Exercise =
All of the data should be output character for character, except the pictures.
[Begin The input]
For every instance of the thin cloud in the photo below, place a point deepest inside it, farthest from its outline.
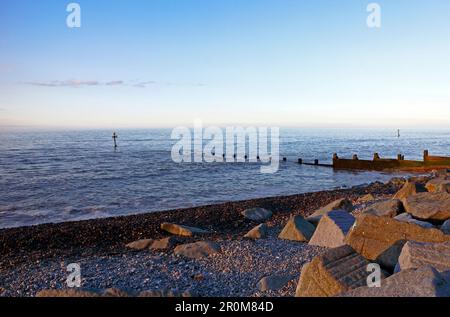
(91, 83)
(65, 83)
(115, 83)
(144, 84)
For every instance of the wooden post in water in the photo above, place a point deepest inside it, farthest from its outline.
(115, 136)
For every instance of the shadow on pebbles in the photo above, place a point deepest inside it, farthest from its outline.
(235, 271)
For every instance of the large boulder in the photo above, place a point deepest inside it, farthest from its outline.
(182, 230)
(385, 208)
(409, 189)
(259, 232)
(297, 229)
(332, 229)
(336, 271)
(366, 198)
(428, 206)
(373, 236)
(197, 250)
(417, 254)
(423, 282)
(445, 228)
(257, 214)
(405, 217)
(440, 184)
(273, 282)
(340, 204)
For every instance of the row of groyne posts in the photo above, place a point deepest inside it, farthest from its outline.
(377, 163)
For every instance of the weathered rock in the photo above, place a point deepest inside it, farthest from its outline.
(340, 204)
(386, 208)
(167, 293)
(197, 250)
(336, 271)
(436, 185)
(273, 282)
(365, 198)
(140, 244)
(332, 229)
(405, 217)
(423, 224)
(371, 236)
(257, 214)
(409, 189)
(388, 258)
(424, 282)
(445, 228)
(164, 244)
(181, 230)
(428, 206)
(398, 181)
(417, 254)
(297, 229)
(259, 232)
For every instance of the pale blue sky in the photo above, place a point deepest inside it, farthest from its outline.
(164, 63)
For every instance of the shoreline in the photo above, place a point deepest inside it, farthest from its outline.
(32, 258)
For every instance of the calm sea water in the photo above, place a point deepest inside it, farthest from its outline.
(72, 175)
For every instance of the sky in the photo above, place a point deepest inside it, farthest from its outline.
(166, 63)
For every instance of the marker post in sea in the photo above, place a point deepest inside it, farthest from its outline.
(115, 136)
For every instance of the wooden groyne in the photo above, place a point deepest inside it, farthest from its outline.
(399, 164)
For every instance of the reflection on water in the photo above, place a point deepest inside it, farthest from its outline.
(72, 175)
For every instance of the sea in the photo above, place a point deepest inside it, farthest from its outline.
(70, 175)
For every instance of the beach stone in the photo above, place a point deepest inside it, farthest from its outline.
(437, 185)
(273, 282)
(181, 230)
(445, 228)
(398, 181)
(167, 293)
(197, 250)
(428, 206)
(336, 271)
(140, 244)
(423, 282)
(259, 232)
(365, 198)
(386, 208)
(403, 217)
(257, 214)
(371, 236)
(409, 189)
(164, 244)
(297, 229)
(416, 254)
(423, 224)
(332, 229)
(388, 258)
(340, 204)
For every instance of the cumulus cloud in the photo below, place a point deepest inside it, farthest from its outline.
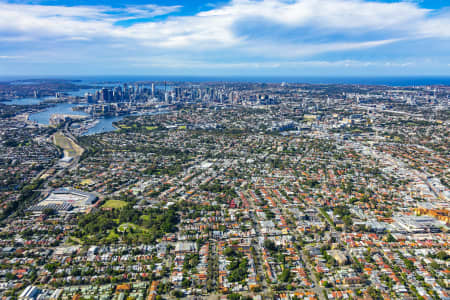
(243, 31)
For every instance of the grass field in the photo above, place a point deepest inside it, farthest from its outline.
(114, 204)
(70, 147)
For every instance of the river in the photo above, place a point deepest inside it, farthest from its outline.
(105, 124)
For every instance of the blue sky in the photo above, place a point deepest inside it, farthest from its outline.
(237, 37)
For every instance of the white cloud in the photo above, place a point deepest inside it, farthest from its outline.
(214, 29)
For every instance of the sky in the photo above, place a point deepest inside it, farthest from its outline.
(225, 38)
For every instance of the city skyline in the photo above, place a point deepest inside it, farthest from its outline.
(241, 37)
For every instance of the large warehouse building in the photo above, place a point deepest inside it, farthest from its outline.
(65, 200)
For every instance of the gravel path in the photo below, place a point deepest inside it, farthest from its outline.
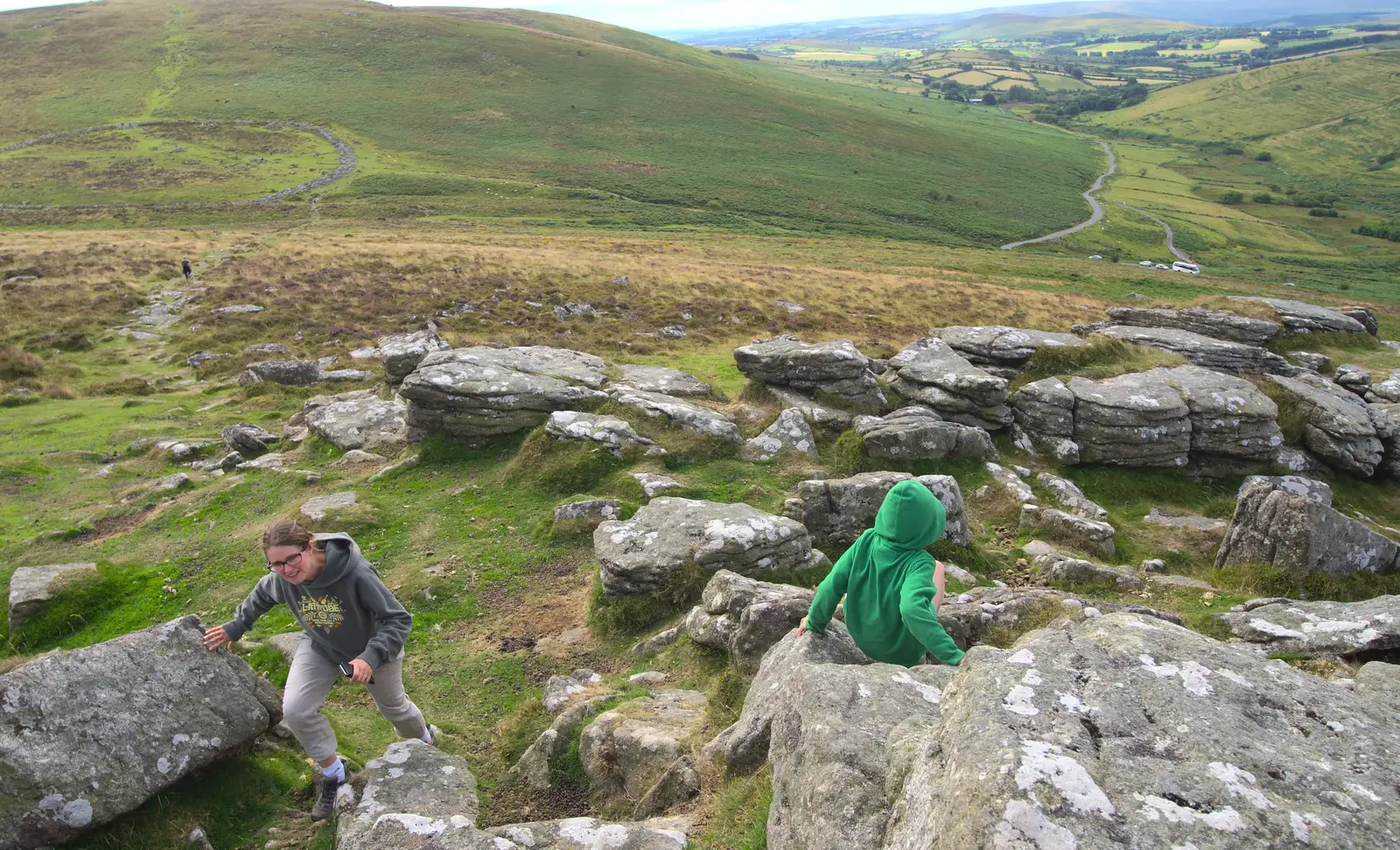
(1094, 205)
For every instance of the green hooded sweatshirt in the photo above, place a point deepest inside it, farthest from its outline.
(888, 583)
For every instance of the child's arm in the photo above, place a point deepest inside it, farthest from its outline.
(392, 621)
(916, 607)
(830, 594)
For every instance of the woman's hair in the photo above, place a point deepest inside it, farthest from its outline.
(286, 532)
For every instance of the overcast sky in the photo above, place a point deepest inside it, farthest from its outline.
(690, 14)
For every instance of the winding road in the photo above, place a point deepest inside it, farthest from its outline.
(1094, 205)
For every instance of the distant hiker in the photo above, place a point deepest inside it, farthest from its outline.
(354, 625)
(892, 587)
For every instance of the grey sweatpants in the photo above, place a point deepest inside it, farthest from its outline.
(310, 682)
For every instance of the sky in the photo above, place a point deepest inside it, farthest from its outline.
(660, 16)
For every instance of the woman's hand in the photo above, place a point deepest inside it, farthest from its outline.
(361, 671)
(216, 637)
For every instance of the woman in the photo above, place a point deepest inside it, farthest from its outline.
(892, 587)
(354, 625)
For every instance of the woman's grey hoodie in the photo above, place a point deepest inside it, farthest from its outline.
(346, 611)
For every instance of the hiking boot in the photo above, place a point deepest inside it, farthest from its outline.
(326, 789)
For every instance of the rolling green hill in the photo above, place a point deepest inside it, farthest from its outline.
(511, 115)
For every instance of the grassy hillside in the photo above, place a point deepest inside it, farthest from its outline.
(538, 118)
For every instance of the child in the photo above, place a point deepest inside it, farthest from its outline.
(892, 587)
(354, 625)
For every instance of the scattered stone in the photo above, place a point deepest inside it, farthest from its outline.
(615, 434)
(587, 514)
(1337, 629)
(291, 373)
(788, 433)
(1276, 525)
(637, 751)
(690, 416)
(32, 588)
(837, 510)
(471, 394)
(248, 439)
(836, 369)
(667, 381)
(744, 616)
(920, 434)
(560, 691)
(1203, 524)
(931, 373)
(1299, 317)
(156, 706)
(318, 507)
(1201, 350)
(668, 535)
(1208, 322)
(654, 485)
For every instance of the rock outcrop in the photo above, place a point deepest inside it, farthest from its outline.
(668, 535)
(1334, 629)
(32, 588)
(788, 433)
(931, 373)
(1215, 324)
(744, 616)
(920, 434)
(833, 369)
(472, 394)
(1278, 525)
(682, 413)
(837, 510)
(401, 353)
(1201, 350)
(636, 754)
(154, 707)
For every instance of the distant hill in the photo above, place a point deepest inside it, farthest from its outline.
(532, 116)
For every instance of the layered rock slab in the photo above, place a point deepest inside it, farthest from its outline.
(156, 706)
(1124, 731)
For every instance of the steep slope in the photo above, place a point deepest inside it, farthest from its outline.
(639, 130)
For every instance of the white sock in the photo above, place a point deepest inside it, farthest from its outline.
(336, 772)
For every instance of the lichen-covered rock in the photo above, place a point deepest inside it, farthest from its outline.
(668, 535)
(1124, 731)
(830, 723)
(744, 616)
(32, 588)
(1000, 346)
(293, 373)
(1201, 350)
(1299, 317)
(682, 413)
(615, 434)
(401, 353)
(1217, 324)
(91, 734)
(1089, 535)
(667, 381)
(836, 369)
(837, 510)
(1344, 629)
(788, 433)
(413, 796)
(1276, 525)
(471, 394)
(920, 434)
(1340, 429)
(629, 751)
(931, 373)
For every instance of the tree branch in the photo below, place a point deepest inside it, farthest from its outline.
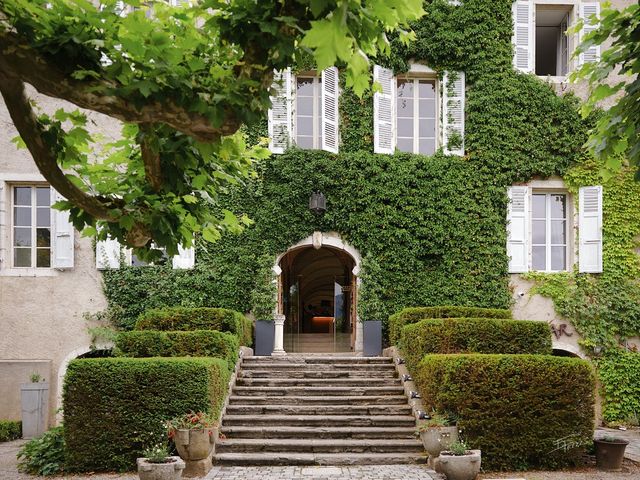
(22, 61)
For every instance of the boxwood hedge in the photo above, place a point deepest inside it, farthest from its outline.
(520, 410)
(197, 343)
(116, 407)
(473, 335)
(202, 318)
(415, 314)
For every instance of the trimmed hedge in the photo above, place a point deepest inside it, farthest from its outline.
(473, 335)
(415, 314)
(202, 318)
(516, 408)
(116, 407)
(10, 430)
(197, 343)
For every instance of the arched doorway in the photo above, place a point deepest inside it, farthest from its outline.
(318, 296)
[End The input]
Solution below =
For every instance of the thin cloud in the photo below, place a point deepest inside it, farthest from its outline.
(91, 83)
(65, 83)
(115, 83)
(144, 84)
For every instance of the wooden post in water in the photo above, place a point deepest inside it, farthest from its outline.
(115, 136)
For every instance of the shadow on pebbles in the photo above, place a point deepest inside it, farthest from its outline.
(235, 271)
For every instance of the large boulder in the photo above, place a point deepest inside it, farthest from its outline.
(182, 230)
(385, 208)
(409, 189)
(259, 232)
(297, 229)
(332, 229)
(336, 271)
(366, 198)
(428, 206)
(373, 236)
(197, 250)
(417, 254)
(423, 282)
(445, 228)
(257, 214)
(405, 217)
(440, 184)
(273, 282)
(340, 204)
For every instance of the row of groyne posts in the photo above, place a point deepest inside it, farthest from its outline.
(377, 163)
For every instance of the weathered rock in the photo above, place a point deepest inside it, farthest from its outline.
(340, 204)
(386, 208)
(167, 293)
(197, 250)
(336, 271)
(436, 185)
(273, 282)
(365, 198)
(140, 244)
(332, 229)
(405, 217)
(423, 224)
(371, 236)
(257, 214)
(409, 189)
(388, 258)
(424, 282)
(445, 228)
(164, 244)
(181, 230)
(428, 206)
(398, 181)
(417, 254)
(297, 229)
(259, 232)
For every instance of the pale blue sky in the photo above, place a point deepest inside it, farthest from its outline.
(164, 63)
For every instance of the shoreline in the photo above, place a point deepest inside it, farthest from its outline.
(32, 258)
For every instance of the calm sea water in the photo above, place a point deepest inside it, farthest from its outline.
(72, 175)
For every instance of the sky in the photo above, place a point deepest inside it, farthest from its outline.
(166, 63)
For every instance of the marker post in sea in the photo above, place a point deepest inside it, farthest from its outline.
(115, 136)
For every instance of the wooden groyne in the photo above, place a point deepest inside it, farthest from its outline.
(399, 164)
For every instance of the reflection on water in the photo above, place a point deepest inside it, farthest from its outline.
(72, 175)
For every instance of the sea in the photo above, place a point deepest inside it, farthest from its outline.
(70, 175)
For every instance of the beach stone in the photo above, place a point deepest inside it, farthest from its outline.
(437, 185)
(273, 282)
(181, 230)
(445, 228)
(398, 181)
(167, 293)
(197, 250)
(428, 206)
(336, 271)
(140, 244)
(423, 282)
(259, 232)
(365, 198)
(386, 208)
(403, 217)
(257, 214)
(371, 236)
(409, 189)
(164, 244)
(297, 229)
(416, 254)
(423, 224)
(332, 229)
(388, 258)
(340, 204)
For every instance of the cumulus cloud in the photo below, place a point deepest inside it, farthest from its outline.
(243, 31)
For every instance of the grass field in the photo above, place a point deepest inside it, farthest from its outline.
(114, 204)
(70, 147)
For every instance of the river in the photo above, place a point deepest inside it, farthest from its outline.
(105, 124)
For every instance of the blue sky in the photo above, place a point deepest inside it, farthest from its outline.
(237, 37)
For every instance of the white cloud in the photo above, place a point deepest inside it, farthest from its outline.
(214, 29)
For every instance of the sky in the photo above, place a point deepest inside it, farthest from its outline.
(225, 38)
For every instance of the city skyline in the photo above, place a point deepest inside it, farthest from its outline.
(241, 37)
For every instance of the large warehouse building in the photo above, place a point deepest inside it, farthest from its outline.
(65, 200)
For every instance of the gravel path in the photo below, place a point deepest inside it, farthest from its outline.
(1094, 205)
For every instance of the green hooded sweatshirt in the photo above, place a point deepest inside it, farthest from its outline.
(888, 583)
For every instance of the child's arm in the photo above, place a point deepest inside it, farthest from its outline.
(392, 621)
(916, 607)
(830, 594)
For every instance of the woman's hair in the photo above, place a point deepest inside it, farthest from its outline.
(286, 532)
For every instance of the overcast sky in the photo above, place a point deepest inside it, farthest from its outline.
(690, 14)
For every instance of the winding road in the photo above, place a point deepest inside it, farthest from its outline.
(1094, 205)
For every instance of the distant hiker in the photo above, place a point deepest inside it, farthest from its outline.
(354, 625)
(892, 587)
For every instance of the grey sweatpants in the photo above, place a point deepest inside it, farthest from its outline.
(310, 682)
For every instance of the sky in the photo above, place a point deepest inside it, farthest from its outline.
(660, 16)
For every instance of the woman's hand in the photo above, place a point deepest inside it, farthest from its outline.
(361, 671)
(216, 637)
For every instance of the woman in the photo above, place a point deepest inside it, farthest from its outline.
(892, 587)
(354, 625)
For every instance of the woman's grey hoodie in the photo above, place a point deepest inside it, farthest from its outline.
(346, 611)
For every instance of the hiking boot in the photo above, place a point deepest inside it, farthest from its outline.
(326, 789)
For every instance of the rolling green hill in the photo above, place a point deepest inside it, farthest from its outline.
(511, 115)
For every instance of the grassy hillside in the photo above, place a point deepest inside it, farthest from its outline.
(538, 118)
For every instance of the child in the photo above, place a point deepest inside it, farthest from its outline.
(892, 587)
(354, 625)
For every instance of the scattered stone in the photo above, place a point deepest inside it, farthest from its outline.
(615, 434)
(587, 514)
(1337, 629)
(291, 373)
(788, 433)
(1276, 525)
(637, 751)
(690, 416)
(32, 588)
(837, 510)
(471, 394)
(248, 439)
(836, 369)
(667, 381)
(744, 616)
(920, 434)
(560, 691)
(1203, 524)
(931, 373)
(1299, 317)
(156, 706)
(318, 507)
(1201, 350)
(668, 535)
(1208, 322)
(654, 485)
For every instance of the rock outcrop in the photo above, place a point deepest inside it, farthest from its outline.
(668, 535)
(1334, 629)
(32, 588)
(788, 433)
(931, 373)
(1215, 324)
(744, 616)
(920, 434)
(833, 369)
(472, 394)
(1278, 525)
(682, 413)
(837, 510)
(401, 353)
(1201, 350)
(636, 754)
(154, 707)
For every instance of the distant hill in the photo above, place a point deepest inside it, farthest from its outline.
(532, 116)
For every instance of the layered rock slab in the photo above, place a point deepest inside it, farthest from its outline.
(156, 706)
(1124, 731)
For every instance of the steep slope in the photo above, place a point deepest inside it, farthest from its outline.
(639, 130)
For every instance of the white sock in the photo above, place a point deepest inside it, farthest from its outline.
(336, 772)
For every instance of the lichen-covered rock in the photo above, place a point deepest inside it, farthest from its outline.
(668, 535)
(1124, 731)
(830, 723)
(744, 616)
(32, 588)
(1000, 346)
(293, 373)
(1201, 350)
(1299, 317)
(682, 413)
(615, 434)
(401, 353)
(1217, 324)
(91, 734)
(1089, 535)
(667, 381)
(836, 369)
(837, 510)
(1344, 629)
(788, 433)
(413, 796)
(1276, 525)
(471, 394)
(920, 434)
(1340, 429)
(629, 751)
(931, 373)
For every instance of the tree branch in the photo below, place a point deepest inside it, farthest from its outline.
(22, 61)
For every instance of the boxwood hedge in the photo above, place a point deepest inside it, farthest from its outline.
(520, 410)
(197, 343)
(116, 407)
(473, 335)
(202, 318)
(415, 314)
For every instance of the trimmed hedge in the photo above, place a point deepest inside it, farthest from its outline.
(473, 335)
(415, 314)
(202, 318)
(516, 408)
(116, 407)
(10, 430)
(197, 343)
For every instance of the arched doorway in the photo above, place a point deepest inside it, farthest from its outline.
(318, 296)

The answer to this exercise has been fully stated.